_CONSIGNES:_
a - Traduisez en anglais cette phrase du texte sur le commerce extérieur de la France et de l'Allemagne : « L’écart du commerce extérieur entre la France et l’Allemagne peut effectivement être influencé par des facteurs culturels, mais il est important de préciser que plusieurs autres éléments, économiques, politiques et structurels, jouent également un rôle significatif. »
b - Écrivez la suite du texte sur le commerce extérieur de la France et de l'Allemagne, à partir de sa dernière phrase.

_EXTRAIT DU DOCUMENT:_
# # #
Par Olivier
Soumah-Mis : Consultant/coach en Management Interculturel
Y-aurait-il des raisons culturelles qui pourraient expliquer l’écart entre les deux
pays ?
Chaque années à
l’heure des résultats du commerce extérieur de la France, nous baissons la tête
car nous savons que les résultats vont être mauvais. Et lorsque nous le
comparons au résultat Allemand, nous avons honte.
En 2023, le solde
commercial de la France est déficitaire de −99,6 milliards d'Euros, alors que
pour la même année celui de l’Allemagne est excédentaire de 223.592,20
milliards d’Euros.
Comment
justifier d’un tel écart ?
L’écart du
commerce extérieur entre la France et l’Allemagne peut effectivement être
influencé par des facteurs culturels, mais il est important de préciser que
plusieurs autres éléments, économiques, politiques et structurels, jouent
également un rôle significatif. Malgré tout l’interculturel peut-être le détail
qui fait la différence au moment de conclure un business.
Il y a toujours
les explications classiques pour expliquer l’écart entre les deux pays: le
manque d'entreprises exportatrices, la désindustrialisation et les
délocalisations de production, les coûts de production ou encore un défaut de
compétitivité face aux pays émergents.
60% du commerce
extérieur Français, est réalisé par les ventes des filiales des grands groupes
alors que de l’autre côté du Rhin, ce chiffre ne représente que 42%. Ce qui
veut dire que se sont d’abord les PME Allemandes qui exportent. En France notre
côté élitiste nous a toujours fait préférer ce que nous appelons avec fierté « les
grands contrats », les Airbus, les TGV, les centrales nucléaires, etc.
# # #
_DONNÉES FOURNIES:_
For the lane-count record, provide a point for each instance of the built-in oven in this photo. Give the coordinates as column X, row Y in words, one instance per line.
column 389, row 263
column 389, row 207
# # #
_RÉPONSES:_
a - The foreign trade gap between France and Germany can indeed be influenced by cultural factors, but it is important to point out that several other factors, economic, political and structural, also play a significant role.

b -
Bien que des
études précises que le pourcentage d’échecs dans les affaires internationales
spécifiquement attribués aux facteurs culturels puissent varier, plusieurs
recherches et analyses offrent des indications sur l'importance de ces
facteurs. Voici quelques chiffres et statistiques qui illustrent l'impact des
facteurs culturels sur les échecs en affaires internationales :
Échecs liés à
la Culture : Selon
une étude de l’International Business Institute, environ 70 % des échecs
dans des initiatives d'expansion internationale sont dus à des malentendus
culturels, à la communication interculturelle et à la mauvaise ou non gestion
des différences culturelles.
Négociations
et Échecs commerciaux : Une étude réalisée par le professeur Geoffrey A. Moore a révélé
que 60 % des échecs de négociation dans des contextes internationaux
étaient liés à des différences culturelles, notamment dans les styles de
communication et de décision.
Échecs de
Projets Internationaux : Le Stanish Group a rapporté que 75 % des projets échouent en
raison de problèmes de communication, où les différences culturelles peuvent
être un facteur clé lié à la clarification des attentes, des rôles et des
processus.
Difficultés de
Collaboration : Une
enquête menée par McKinsey a révélé que 70 % des projets multisites ont
échoué à cause de problèmes de collaboration, soulignant que les différences
culturelles impactent la manière dont les équipes travaillent ensemble.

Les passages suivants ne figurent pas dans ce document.